(Record extracts begins)
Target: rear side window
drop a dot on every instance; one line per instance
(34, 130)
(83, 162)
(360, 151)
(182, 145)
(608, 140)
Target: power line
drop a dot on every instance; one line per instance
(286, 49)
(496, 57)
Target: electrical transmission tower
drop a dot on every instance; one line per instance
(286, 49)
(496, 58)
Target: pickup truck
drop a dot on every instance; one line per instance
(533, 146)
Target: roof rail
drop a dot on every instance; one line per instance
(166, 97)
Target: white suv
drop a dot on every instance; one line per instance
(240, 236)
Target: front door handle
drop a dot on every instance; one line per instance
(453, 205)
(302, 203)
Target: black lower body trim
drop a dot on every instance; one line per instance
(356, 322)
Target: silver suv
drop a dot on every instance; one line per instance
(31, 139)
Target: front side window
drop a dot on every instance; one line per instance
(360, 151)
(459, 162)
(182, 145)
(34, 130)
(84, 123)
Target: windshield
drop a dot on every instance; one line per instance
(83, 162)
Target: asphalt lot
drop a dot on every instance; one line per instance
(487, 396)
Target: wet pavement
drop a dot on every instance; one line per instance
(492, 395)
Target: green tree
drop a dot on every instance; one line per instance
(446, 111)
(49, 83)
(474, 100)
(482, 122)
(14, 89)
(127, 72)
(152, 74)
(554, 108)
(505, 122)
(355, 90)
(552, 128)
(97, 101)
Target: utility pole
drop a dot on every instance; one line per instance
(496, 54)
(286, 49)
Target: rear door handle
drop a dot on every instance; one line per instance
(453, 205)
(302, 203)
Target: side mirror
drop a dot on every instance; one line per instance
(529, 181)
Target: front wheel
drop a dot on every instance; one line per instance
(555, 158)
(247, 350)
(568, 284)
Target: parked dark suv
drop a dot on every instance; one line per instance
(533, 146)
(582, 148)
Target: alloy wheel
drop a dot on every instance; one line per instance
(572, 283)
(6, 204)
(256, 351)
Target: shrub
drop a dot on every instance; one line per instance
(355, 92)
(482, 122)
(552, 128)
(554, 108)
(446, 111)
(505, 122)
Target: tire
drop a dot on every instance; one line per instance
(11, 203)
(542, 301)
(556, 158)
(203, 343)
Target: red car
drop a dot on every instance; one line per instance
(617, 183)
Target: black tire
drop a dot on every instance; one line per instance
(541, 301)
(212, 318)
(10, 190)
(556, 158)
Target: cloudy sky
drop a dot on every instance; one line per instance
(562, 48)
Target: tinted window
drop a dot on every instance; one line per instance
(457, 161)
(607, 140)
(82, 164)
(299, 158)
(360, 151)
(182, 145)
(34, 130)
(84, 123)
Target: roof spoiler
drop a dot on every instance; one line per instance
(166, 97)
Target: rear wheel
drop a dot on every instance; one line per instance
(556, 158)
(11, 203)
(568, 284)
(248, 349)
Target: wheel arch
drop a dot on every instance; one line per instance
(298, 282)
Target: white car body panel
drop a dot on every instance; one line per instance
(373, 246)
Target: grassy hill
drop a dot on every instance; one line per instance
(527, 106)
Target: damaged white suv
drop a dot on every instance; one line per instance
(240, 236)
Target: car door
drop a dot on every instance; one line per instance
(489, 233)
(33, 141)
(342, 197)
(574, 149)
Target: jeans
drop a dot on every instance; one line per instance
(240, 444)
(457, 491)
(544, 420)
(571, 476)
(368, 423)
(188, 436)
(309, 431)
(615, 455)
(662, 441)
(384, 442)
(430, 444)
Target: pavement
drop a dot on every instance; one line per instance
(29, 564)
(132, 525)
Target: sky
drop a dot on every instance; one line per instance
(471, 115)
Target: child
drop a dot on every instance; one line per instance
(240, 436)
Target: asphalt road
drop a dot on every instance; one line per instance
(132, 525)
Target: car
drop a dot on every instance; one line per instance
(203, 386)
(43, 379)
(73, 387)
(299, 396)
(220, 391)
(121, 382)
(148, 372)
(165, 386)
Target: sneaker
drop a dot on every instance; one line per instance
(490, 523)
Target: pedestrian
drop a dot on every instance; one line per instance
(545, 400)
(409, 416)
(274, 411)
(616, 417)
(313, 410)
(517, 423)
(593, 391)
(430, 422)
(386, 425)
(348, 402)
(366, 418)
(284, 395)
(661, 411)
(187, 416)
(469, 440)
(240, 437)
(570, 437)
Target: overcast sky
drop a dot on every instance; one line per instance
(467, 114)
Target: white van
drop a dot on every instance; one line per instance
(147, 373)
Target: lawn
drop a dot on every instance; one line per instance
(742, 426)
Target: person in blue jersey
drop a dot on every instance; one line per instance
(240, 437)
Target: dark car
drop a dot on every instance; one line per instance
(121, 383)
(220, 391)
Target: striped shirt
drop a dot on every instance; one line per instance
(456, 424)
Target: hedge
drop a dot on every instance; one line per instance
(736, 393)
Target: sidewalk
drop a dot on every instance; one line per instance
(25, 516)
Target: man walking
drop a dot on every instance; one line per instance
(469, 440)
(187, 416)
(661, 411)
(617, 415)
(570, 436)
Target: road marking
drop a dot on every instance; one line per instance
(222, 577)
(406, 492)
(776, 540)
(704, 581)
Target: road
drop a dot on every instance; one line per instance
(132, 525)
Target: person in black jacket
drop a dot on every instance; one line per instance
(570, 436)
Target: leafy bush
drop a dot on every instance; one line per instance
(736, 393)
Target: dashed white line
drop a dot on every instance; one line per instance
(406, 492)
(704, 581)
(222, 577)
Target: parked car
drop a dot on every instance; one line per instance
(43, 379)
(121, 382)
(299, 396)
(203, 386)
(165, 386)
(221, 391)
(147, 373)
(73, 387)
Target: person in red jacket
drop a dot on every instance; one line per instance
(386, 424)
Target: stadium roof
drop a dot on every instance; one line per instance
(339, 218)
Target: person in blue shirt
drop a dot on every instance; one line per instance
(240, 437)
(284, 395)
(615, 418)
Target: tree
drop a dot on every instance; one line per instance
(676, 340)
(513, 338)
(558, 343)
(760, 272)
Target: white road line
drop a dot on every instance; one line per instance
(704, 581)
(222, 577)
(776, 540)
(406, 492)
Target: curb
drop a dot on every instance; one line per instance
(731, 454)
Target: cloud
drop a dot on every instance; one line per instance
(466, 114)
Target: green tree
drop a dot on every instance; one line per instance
(Record extracts ends)
To do: Reproduce the data in full, precisely as given.

Task answer:
Target: rear side window
drop a dot on every instance; one line per instance
(34, 130)
(83, 162)
(360, 151)
(182, 145)
(608, 140)
Target: power line
drop a dot on every instance; one line per instance
(286, 49)
(496, 57)
Target: electrical transmission tower
drop a dot on every instance; one line per instance
(286, 49)
(496, 58)
Target: pickup truck
drop a dot on every instance; one line per instance
(533, 146)
Target: roof rail
drop a dot on every instance; one line per instance
(166, 97)
Target: white suv
drop a dot on every instance; one line per instance
(240, 236)
Target: front door handle
drop a dot on every instance; one line per instance
(453, 205)
(302, 203)
Target: black lower body trim
drop a dot on every instance; one line per instance
(356, 322)
Target: silver suv
drop a dot on every instance; one line per instance
(31, 139)
Target: front side window
drop a dot on every instance; one line per instance
(360, 151)
(459, 162)
(182, 145)
(34, 130)
(84, 123)
Target: windshield
drop a dot on every instance; one line per instance
(83, 162)
Target: asphalt lot
drop a dot on every instance; one line per instance
(487, 396)
Target: wet pavement
drop a dot on every instance; one line per instance
(492, 395)
Target: green tree
drop a dot on every instance; one line per instance
(446, 111)
(49, 83)
(474, 100)
(482, 122)
(14, 89)
(127, 72)
(152, 74)
(554, 108)
(505, 122)
(355, 90)
(552, 128)
(97, 101)
Target: utility pole
drop a dot on every instance; one line per instance
(496, 54)
(286, 49)
Target: rear door handle
drop a dot on every instance; one line per instance
(453, 205)
(302, 203)
Target: side mirror
drop a dot on every instance; one line per instance
(529, 181)
Target: front wheel
drop a dot on every instance; one line per instance
(555, 158)
(247, 350)
(568, 284)
Target: parked dark suv
drop a dot on every instance; one line per instance
(533, 146)
(582, 148)
Target: alloy wheel
drop a dot on every instance; one line per instance
(572, 283)
(6, 204)
(256, 351)
Target: shrub
drop a dot on every instance; one line per instance
(355, 92)
(482, 122)
(552, 128)
(554, 108)
(446, 111)
(505, 122)
Target: tire
drop a dot on every instance; one line per instance
(11, 203)
(542, 301)
(556, 158)
(203, 343)
Target: red car
drop a dot on every instance; one line per instance
(617, 183)
Target: black tire
drop a dot on every instance; one line per instance
(541, 301)
(212, 318)
(10, 190)
(556, 158)
Target: cloudy sky
drop a dot on every instance; one line per instance
(562, 48)
Target: tinted window
drop a dot on every instance; one line per instance
(457, 161)
(607, 140)
(82, 164)
(299, 158)
(360, 151)
(182, 145)
(34, 130)
(84, 123)
Target: roof spoiler
drop a dot on every instance; one line per instance
(166, 97)
Target: rear wheel
drop a dot on every instance; one line per instance
(556, 158)
(11, 203)
(568, 284)
(248, 349)
Target: wheel arch
drop a dot on every instance; one line per instance
(298, 282)
Target: white car body panel
drop a dot on every instance; one line per instance
(373, 246)
Target: grassy hill
drop a dot on every instance; one line per instance
(527, 106)
Target: damaged white suv
drop a dot on every instance; one line per instance
(240, 236)
Target: car door
drop a dot on every instance; one line per instance
(489, 233)
(33, 141)
(342, 197)
(574, 149)
Target: jeans
drop a dot on every instance; one line per instance
(240, 444)
(457, 491)
(544, 420)
(571, 476)
(368, 423)
(188, 436)
(309, 431)
(615, 455)
(662, 441)
(384, 442)
(430, 444)
Target: pavement
drop a dot on every instance; one line per instance
(29, 564)
(132, 525)
Target: sky
drop a dot on every instance; one line per instance
(471, 115)
Target: child
drop a dot on every instance; one line per instance
(240, 436)
Target: asphalt road
drop a dot on every instance; one line per instance
(132, 525)
Target: car
drop a dot on every instance; one line per instance
(203, 386)
(43, 379)
(73, 387)
(299, 396)
(220, 391)
(121, 382)
(148, 372)
(165, 386)
Target: sneaker
drop a dot on every instance; one line per instance
(490, 523)
Target: pedestrian
drop a dot on every instance; one line per instance
(545, 400)
(409, 416)
(274, 411)
(616, 417)
(313, 410)
(517, 423)
(593, 391)
(430, 422)
(386, 425)
(348, 402)
(366, 418)
(284, 395)
(661, 411)
(187, 416)
(469, 440)
(240, 437)
(570, 437)
Target: overcast sky
drop a dot on every instance; one line per instance
(467, 114)
Target: white van
drop a dot on every instance; one line per instance
(147, 373)
Target: lawn
drop a dot on every instance; one line per instance
(742, 426)
Target: person in blue jersey
drop a dot on every instance; one line per instance
(240, 437)
Target: dark car
drop a dot on every instance; one line per instance
(121, 383)
(220, 391)
Target: striped shirt
drop a dot on every instance; one line per instance
(456, 424)
Target: hedge
drop a dot on every instance; one line per instance
(736, 393)
Target: sidewalk
drop a dot on every instance; one line per instance
(25, 516)
Target: man walking
drop a dot on every instance; one line per instance
(469, 440)
(187, 416)
(661, 411)
(617, 415)
(570, 436)
Target: road marking
drop a dot on every instance; one line per instance
(222, 577)
(406, 492)
(776, 540)
(704, 581)
Target: road
drop a dot on every instance; one line per instance
(132, 525)
Target: person in black jacket
drop a dot on every instance; one line per instance
(570, 436)
Target: leafy bush
drop a dot on every instance; one line per instance
(736, 393)
Target: dashed white line
drop a dot on every instance; one line per instance
(406, 492)
(704, 581)
(222, 577)
Target: parked car
drop a dot on every instance; one line per instance
(43, 379)
(121, 382)
(299, 396)
(203, 386)
(165, 386)
(221, 391)
(147, 373)
(73, 387)
Target: person in red jacket
drop a dot on every instance; one line per instance
(386, 424)
Target: stadium roof
drop a dot on every instance; one line per instance
(339, 218)
Target: person in blue shirt
drop a dot on every instance; one line per instance
(240, 437)
(284, 395)
(615, 418)
Target: tree
drop a dot on every instance; one line per instance
(676, 340)
(513, 338)
(558, 343)
(760, 272)
Target: white road line
drop a dot on every instance; one line per instance
(704, 581)
(222, 577)
(776, 540)
(406, 492)
Target: curb
drop a dot on every instance; one line per instance
(731, 454)
Target: cloud
drop a dot on every instance; one line per instance
(466, 114)
Target: green tree
drop a dot on every instance; one line per instance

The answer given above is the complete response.